▶ Required work: The answer must be an exact copy of the records, with no pictures in it.

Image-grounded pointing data
--- START ---

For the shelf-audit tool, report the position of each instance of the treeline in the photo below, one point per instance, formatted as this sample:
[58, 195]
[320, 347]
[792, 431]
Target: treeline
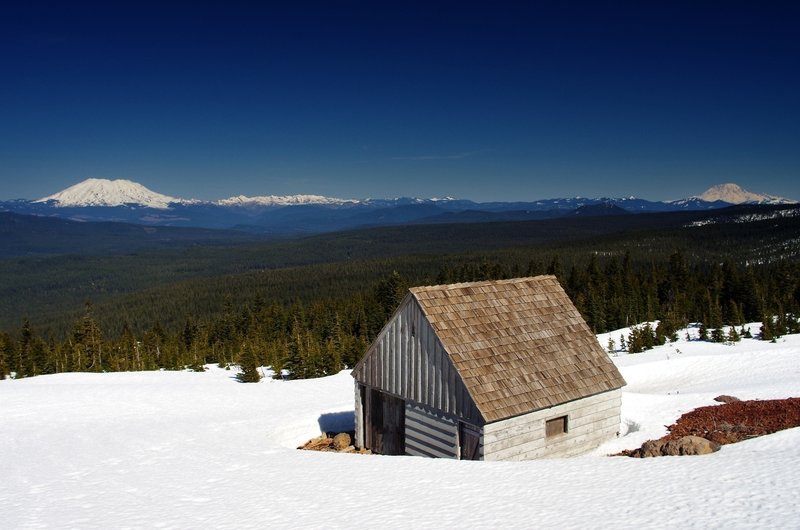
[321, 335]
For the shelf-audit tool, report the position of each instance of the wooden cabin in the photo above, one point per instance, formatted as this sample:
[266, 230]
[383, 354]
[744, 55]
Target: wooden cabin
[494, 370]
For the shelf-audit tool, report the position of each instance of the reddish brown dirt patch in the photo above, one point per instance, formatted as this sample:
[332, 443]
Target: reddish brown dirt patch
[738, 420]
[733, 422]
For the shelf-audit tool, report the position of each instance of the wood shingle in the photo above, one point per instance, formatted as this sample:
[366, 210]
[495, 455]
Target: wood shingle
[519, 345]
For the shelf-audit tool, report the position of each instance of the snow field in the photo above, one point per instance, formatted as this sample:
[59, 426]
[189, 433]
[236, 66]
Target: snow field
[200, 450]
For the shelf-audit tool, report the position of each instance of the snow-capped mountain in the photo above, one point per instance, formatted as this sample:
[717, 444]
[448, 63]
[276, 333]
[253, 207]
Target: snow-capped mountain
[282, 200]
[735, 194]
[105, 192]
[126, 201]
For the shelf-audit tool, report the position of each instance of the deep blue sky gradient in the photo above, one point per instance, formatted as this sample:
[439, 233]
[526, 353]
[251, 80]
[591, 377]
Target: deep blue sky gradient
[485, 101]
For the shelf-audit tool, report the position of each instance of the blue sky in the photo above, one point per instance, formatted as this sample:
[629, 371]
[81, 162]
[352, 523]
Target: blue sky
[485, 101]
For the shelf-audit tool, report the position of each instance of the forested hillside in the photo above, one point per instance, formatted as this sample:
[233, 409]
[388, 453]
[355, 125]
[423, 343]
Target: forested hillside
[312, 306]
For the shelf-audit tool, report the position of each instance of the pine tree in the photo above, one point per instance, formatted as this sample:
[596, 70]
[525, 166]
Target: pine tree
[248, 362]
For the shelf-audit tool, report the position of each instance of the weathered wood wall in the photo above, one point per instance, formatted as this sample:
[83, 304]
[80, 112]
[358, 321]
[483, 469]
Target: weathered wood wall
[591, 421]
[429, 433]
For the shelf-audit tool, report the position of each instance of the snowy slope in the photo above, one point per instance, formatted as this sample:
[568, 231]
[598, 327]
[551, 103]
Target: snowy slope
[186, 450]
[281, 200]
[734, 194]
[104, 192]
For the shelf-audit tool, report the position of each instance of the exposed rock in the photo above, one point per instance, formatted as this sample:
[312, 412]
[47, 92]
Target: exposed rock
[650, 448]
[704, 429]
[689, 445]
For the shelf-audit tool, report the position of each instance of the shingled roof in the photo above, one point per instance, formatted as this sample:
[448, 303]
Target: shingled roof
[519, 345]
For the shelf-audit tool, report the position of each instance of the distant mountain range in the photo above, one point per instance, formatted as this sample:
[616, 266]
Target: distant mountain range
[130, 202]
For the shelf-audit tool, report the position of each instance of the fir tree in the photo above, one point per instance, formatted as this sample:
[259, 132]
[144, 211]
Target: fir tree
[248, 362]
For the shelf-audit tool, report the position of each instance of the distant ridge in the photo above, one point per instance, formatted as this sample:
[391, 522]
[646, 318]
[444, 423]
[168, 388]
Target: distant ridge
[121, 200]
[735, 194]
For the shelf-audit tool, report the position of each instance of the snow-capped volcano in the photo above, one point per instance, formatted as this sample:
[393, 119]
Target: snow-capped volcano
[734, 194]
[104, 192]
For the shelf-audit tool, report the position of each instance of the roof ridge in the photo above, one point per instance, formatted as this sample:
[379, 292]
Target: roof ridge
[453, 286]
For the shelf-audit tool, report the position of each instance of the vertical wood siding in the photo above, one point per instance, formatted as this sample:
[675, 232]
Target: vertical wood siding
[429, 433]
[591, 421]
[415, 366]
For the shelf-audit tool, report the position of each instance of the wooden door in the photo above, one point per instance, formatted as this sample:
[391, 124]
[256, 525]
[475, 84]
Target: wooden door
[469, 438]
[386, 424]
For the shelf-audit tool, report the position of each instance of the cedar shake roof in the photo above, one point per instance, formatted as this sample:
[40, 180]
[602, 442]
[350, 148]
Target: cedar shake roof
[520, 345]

--- END ---

▶ Solution:
For the shelf-audit tool, report the position of each instance of the treeline in the photo below, one point per instance, formatted as this sample:
[58, 195]
[320, 347]
[792, 431]
Target: treeline
[321, 335]
For the shelf-audit tool, report the position of each instance of the wooden cabin in the photo above, one point per instance, formatted as this sample:
[266, 230]
[383, 354]
[744, 55]
Target: wooden cabin
[494, 370]
For the shelf-audit tool, report the position of each instance of the reddish brown dirt patch in the photo above, one point per instance, formatted as this sample:
[332, 443]
Target: reddish brown dirt patch
[738, 420]
[733, 422]
For the shelf-audit tool, report the position of each instance of the wood shingle in the photo above, one point per instance, formatted as this sample:
[366, 210]
[495, 455]
Target: wood shingle
[519, 345]
For the shelf-audit tool, report the position of each instance of the snow field in the photo above, one point per instance, formatted as this sample:
[59, 426]
[189, 433]
[236, 66]
Target: snow field
[200, 450]
For the shelf-audit tool, report the position of each instance of the snow-capped mountain in the photo above, one point per instance, formatted as this sample:
[717, 444]
[448, 63]
[276, 333]
[253, 207]
Target: snow-capped mountain
[282, 200]
[735, 194]
[105, 192]
[126, 201]
For the shelf-audit tool, report the position of each instance of the deep blue sky gradient in the photo above, one point per instance, formatted as this sample:
[439, 233]
[526, 353]
[251, 80]
[591, 377]
Target: deep blue sky gradient
[485, 101]
For the shelf-audit tool, report the position of each instance of the blue sky in the photo above, one point per instance, formatted as this sample:
[629, 371]
[81, 162]
[352, 523]
Target: blue sky
[485, 101]
For the shelf-audit tool, report the position of each instance of the forested hillside in the photo above, one point per instance, formatted as this sample:
[233, 409]
[388, 453]
[355, 125]
[423, 343]
Target: forested hillside
[312, 306]
For the shelf-audit tool, report the position of each instance of the pine tree in the photo above, one point per instance, formatted as this sample:
[596, 70]
[525, 166]
Target: pine tree
[248, 362]
For the shelf-audit tool, report the position of each instance of the weathered wood wall in the photo above, one point per instance, formatted as this sample:
[83, 304]
[80, 112]
[358, 321]
[483, 469]
Target: weathered wood wall
[591, 421]
[429, 433]
For the shelf-audit tool, report the position of each instance of the snowy slope in the photo above, one point per instance, formatted as this sample:
[568, 231]
[598, 327]
[551, 103]
Target: snowy slope
[186, 450]
[281, 200]
[734, 194]
[104, 192]
For the shelf-audit tool, report the position of each instance of the exposed rock in the photo above, one point per instance, formatted as this sample:
[312, 412]
[47, 92]
Target: exposed rock
[650, 448]
[704, 429]
[689, 445]
For the shelf-audit tool, report the position of each instance of the shingled roof in the photo above, one point per instance, formatted as this sample:
[448, 303]
Target: shingled roof
[519, 345]
For the shelf-audit tool, report the position of each instance of the distant mountain range in the photo above, one point per instance, formatted as this sample:
[616, 266]
Target: distant mountain range
[130, 202]
For the shelf-audit tool, report the position of each instance of the fir tree in the photo above, one point per instance, formatted as this sample:
[259, 132]
[144, 211]
Target: fir tree
[248, 362]
For the shelf-audit tool, report the position of each instance of the distant ridge in the photo above, one point per instance, formatted as this sample:
[391, 522]
[646, 318]
[444, 423]
[168, 388]
Target: distant ridge
[121, 200]
[735, 194]
For the shelf-audit tool, report the position of each instance of the snow-capped volcano in the photo above, one point per instance, formatted as this sample:
[393, 119]
Target: snow-capped volcano
[734, 194]
[104, 192]
For the shelf-audit tool, report the position of each instance of the roof ridge in the photo above, one point per instance, formatted as this sample:
[379, 292]
Target: roof ridge
[453, 286]
For the shelf-audit tool, report the position of each instance of the vertical wood siding in the photo above, one point per instance, formatted as this sample:
[675, 232]
Target: vertical wood siding
[429, 433]
[591, 421]
[415, 366]
For the shelf-audit tool, report the position of each instance of the wooden door in the photo above, one point per instance, formatted as this sample:
[391, 124]
[256, 525]
[475, 84]
Target: wooden door
[469, 438]
[386, 424]
For the shelf-audit tool, report the position of each instance of the cedar shake roof in the photo above, one point per instance, formatted as this sample:
[40, 180]
[602, 442]
[350, 148]
Target: cedar shake roof
[520, 345]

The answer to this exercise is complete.